> _What the task requires_:
Locate every line in the records below that contains the word "ceiling", and copy each of those lines.

> _Supplied information_:
* start *

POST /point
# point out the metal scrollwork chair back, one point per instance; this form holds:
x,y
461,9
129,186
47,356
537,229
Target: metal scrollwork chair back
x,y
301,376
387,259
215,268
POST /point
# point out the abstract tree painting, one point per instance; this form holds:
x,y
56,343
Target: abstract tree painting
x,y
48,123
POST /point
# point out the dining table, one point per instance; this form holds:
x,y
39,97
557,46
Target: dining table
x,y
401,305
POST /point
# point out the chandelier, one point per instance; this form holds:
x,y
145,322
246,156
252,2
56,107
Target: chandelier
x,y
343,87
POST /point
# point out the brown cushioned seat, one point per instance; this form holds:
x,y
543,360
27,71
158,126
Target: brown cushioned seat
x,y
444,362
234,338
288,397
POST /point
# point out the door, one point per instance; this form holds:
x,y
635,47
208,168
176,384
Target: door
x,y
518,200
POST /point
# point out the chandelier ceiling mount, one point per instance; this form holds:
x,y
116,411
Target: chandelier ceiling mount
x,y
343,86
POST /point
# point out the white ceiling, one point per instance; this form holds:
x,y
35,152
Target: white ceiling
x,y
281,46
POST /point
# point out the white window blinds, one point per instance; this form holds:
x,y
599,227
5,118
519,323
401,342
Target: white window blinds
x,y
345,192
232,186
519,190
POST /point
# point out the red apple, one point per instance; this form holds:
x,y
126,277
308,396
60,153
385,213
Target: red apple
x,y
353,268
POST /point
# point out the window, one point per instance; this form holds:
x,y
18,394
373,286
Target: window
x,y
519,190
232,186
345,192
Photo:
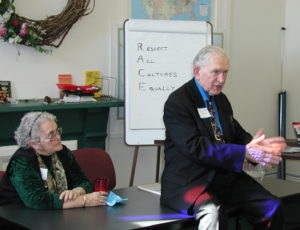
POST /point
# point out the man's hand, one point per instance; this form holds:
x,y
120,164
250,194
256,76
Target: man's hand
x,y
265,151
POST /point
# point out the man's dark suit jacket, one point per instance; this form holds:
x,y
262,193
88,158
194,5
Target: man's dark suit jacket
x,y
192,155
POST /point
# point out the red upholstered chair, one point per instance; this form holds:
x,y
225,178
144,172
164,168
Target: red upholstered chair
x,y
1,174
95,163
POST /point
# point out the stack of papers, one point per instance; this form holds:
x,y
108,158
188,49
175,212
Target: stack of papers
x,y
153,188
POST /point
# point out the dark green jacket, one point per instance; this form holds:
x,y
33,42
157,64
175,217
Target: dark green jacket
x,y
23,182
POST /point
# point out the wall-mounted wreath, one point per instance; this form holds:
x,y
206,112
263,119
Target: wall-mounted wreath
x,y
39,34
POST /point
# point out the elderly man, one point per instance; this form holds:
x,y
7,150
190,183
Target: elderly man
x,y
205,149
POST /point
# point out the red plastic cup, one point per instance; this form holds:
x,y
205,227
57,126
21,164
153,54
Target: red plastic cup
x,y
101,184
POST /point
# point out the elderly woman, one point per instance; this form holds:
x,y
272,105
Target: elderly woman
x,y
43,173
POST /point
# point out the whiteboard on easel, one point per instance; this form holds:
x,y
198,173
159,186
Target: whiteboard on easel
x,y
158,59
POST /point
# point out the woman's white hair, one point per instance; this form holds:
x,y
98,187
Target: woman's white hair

* end *

> _Result for this task_:
# point out the chandelier ceiling mount, one point per instance; this form holds:
Target: chandelier ceiling mount
# point out the white ceiling, one point per instance; this form holds:
Target: white ceiling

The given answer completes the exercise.